DOCUMENT:
[start]
Tests

Understanding Tests

Tests are a commonly used data quality feature allowing you to scan results of queries and set expectations of your data. You can validate that a particular column is never null, or within a certain thresholding range, between a certain set of values, and more.

SDF provides a standard testing library. The functions provided in the library are included natively in SDF.

All SDF Tests for all columns are compiled into table scans. This allows SDF to run multiple tests with a single scan. This dramatically reduces the cost of data tests.

An SDF data test is a simple assertion test that runs a SQL query against your database and, if any data is returned, fails. The simplest example might be a non-null test on a column.
[end]
REQUIREMENT A:
Please reproduce the records below word for word, the stretch from the line containing "For each instance of the bird's leg, place" through the end of the records, leaving out the pictures.

EXERCISE DATA:
[start]
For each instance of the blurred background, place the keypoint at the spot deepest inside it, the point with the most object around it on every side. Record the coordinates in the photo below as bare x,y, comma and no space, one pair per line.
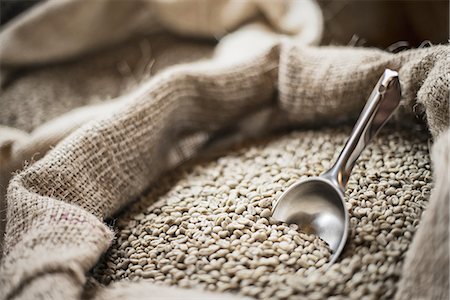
376,23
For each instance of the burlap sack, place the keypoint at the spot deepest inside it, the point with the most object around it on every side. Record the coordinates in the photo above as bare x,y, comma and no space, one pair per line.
56,207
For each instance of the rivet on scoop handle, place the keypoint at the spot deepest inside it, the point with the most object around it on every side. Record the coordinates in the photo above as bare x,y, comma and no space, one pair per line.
381,104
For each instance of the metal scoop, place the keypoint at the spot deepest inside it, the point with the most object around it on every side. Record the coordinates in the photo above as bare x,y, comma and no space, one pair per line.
317,204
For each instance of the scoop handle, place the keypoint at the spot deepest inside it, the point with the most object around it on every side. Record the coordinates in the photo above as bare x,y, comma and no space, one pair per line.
381,104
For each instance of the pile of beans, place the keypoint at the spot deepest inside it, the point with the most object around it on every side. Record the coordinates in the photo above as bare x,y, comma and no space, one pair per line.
207,225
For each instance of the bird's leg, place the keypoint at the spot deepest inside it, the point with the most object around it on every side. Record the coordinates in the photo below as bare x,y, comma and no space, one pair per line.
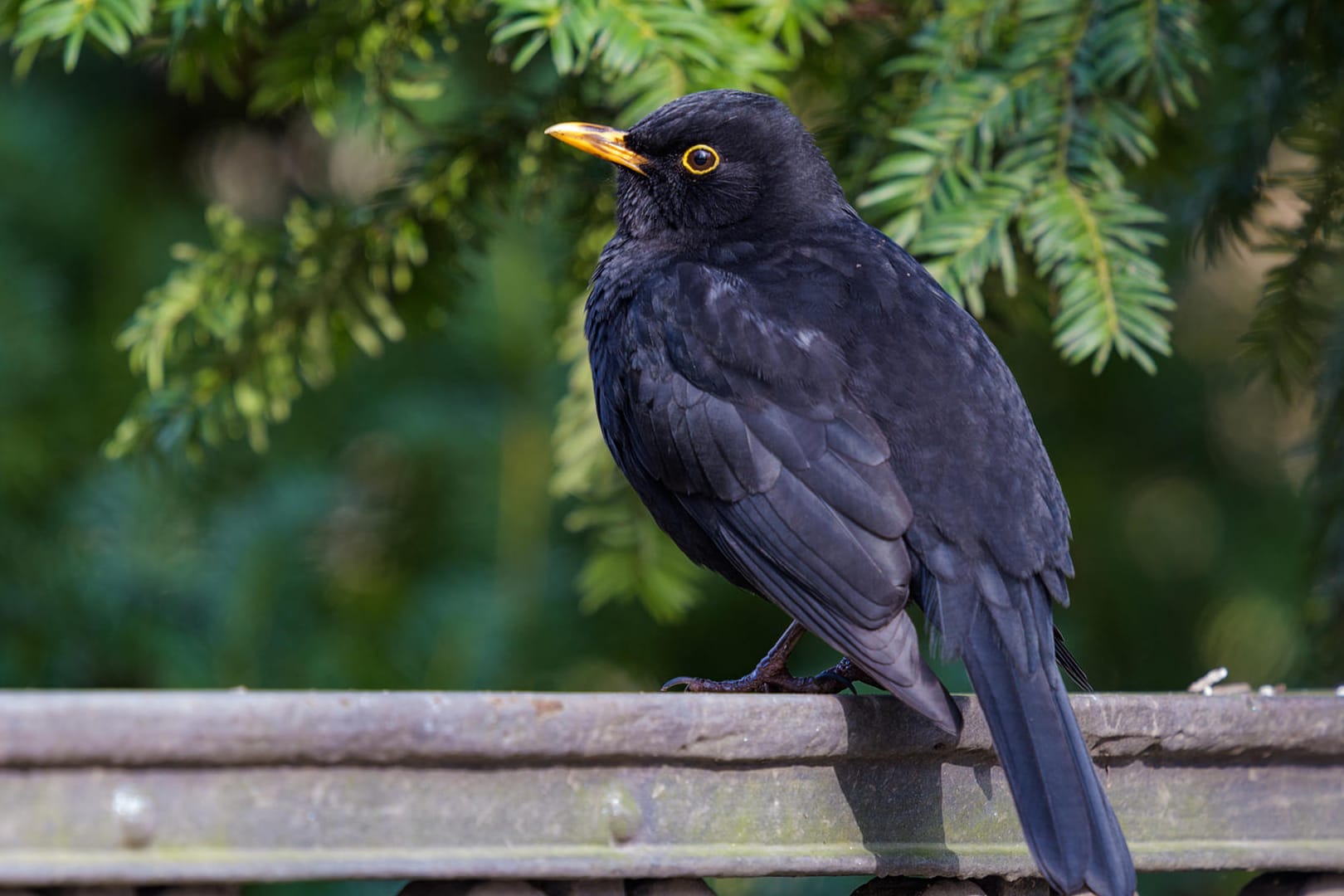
772,674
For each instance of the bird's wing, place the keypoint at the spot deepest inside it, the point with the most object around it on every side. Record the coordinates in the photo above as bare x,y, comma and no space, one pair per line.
[end]
REQUIREMENT B:
List the conditions on a column that the text on SDF tests gives as things you can validate.

CORRECT RESPONSE A:
For each instance of the bird's leg, place the keypoint at the spot deepest inside it, the point with the most object around it on every side. Record the coordinates in the photo below as bare x,y, comma and no space, one pair per line.
772,674
For each instance of the bird's wing, place the keypoint at the spot deepest inside it, the point with the most object around it on every side. Record the coordinates in the photo above as bare x,y, comma and no space, one pair per line.

CORRECT RESPONSE B:
- Never null
- Within a certain thresholding range
- Between a certain set of values